TEKSTBLOK >>
^^^^^^^^

Wie lust hier geen banaan? De meeste wel zie ik. Dat is mooi. Als je nou mocht kiezen, welke banaan zou je dan kiezen? Waarom niet deze? Omdat er bruine plekken opzitten?
Maar weet je, dat is maar de buitenkant. Hoe zou het aan de binnenkant zijn met die banaan met bruine vlekken? Gewoon, heel erg mooi, en lekker…

Waarom vertel ik dat nou? Wij kijken ook zo vaak naar de buitenkant bij mensen. Iemand heeft een beetje rare kleren aan, misschien een beetje ouderwets, of niet zo netjes meer. Of iemand heeft flaporen. Of praat een beetje apart. Ach, we hebben net over genoeg van zulke dingen gezongen wat mensen allemaal kunnen hebben. En wie heeft er niet wat? ‘We hebben allemaal wat, we zijn allemaal raar’, inderdaad. ‘En toch zijn we broertjes en zusjes en horen we bij elkaar.’ Ja, want allemaal zijn we mens. Net als dit allebei bananen zijn. Allemaal zijn we evenveel waard. Vooral omdat God van ons houdt. Hij kijkt zeker door de buitenkant heen. En Hij wil dat wij dat ook doen. Dat we elkaar niet uitlachen, uitschelden, in de steek laten, pesten, niet met die ander spelen die anders is. Nee, dat diegene, dat iedereen erbij hoort. Want we zijn broertjes en zusjes, we horen bij elkaar, omdat God van ons allemaal houdt.
Dat wilde ik jullie vertellen. Een goede kindernevendienst en tot straks.

schriftlezing 1         1 Korinthe 12:12-26

zingen           Psalm 72:1

schriftlezing 2         2 Samuël 9

zingen           Psalm 72:4,6

verkondiging

Gemeente van Jezus Christus,

Piepend gaat de deur van de paleiszaal open. De gasten aan tafel kijken op. Twee sterke mannen komen binnen, met tussen zich in iemand, die z’n armen om hun schouders geslagen heeft, terwijl hun sterke armen onder z’n beide benen zijn. De gasten zien het gelijk: deze middelste man is gehandicapt. Kijk die dunne beentjes eens, hoe ze er slap bij hangen: verlamd, hij heeft letterlijk geen been om op te staan. Het is Mefiboset.

^^^^^^^^

DEEL MET GEGEVENS >>

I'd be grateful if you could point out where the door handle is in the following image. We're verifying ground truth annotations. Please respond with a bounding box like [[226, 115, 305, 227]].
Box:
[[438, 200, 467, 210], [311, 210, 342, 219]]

^^^^^^^^

UIT TE VOEREN >>
1: Welk Bijbelgedeelte staat in de preek over de banaan en Mefiboset als tweede schriftlezing vermeld?
2: Ga verder met de preek over de banaan en Mefiboset, te beginnen na de laatste zin die er staat.

RESULTATEN PER OPDRACHT >>
1: 2 Samuël 9

2:
Hij wordt voorzichtig door de knechten op een stoel gezet, een stoel aan de tafel van David, aan de koninklijke dis nota bene! De gasten kijken verbouwereerd toe. Hoe kan dit? Een verlamde aan tafel bij koning David?!
Het geheim zit ‘m in het verbond, dat David eens gesloten had met Mefibosets vader, Jonathan. Ze hadden eens gezworen altijd voor elkaar in te staan en ook voor hun kinderen. Jonathan is gesneuveld op het slagveld – tot groot verdriet van zijn boezemvriend David – maar deze is die belofte niet vergeten. Integendeel, hij maakt deze nu waar, aan dat verbond houdt hij zich, en daarom bewijst hij Mefiboset trouw, is hij hem welgezind en mag hij een plaatsje innemen aan zijn tafel.
Voor Mefiboset is het niet bij één keertje gebleven. Nee, hij is een vaste gast aan Davids tafel geworden. Hij is kind aan huis in het koninklijk paleis. Dankzij Davids trouw aan het verbond. Terwijl Mefiboset verlamd was aan beide benen…
Als je dan bedenkt hoe er in die tijd tegen lammen, kreupelen, blinden en andere gehandicapten aangekeken werd… Ze werden gezien als mensen die door God geslagen waren. Zo luidt een oosters spreekwoord zelfs: ‘Als gij een blinde tegenkomt, sla hem! Gij hoeft niet barmhartiger te zijn dan God! (die hem immers ook met blindheid ‘geslagen’ heeft!).’ Onbarmhartig was men toen dus tegen gehandicapten. Ze werden niet liefdevol verzorgd, maar veel eerder verstoten.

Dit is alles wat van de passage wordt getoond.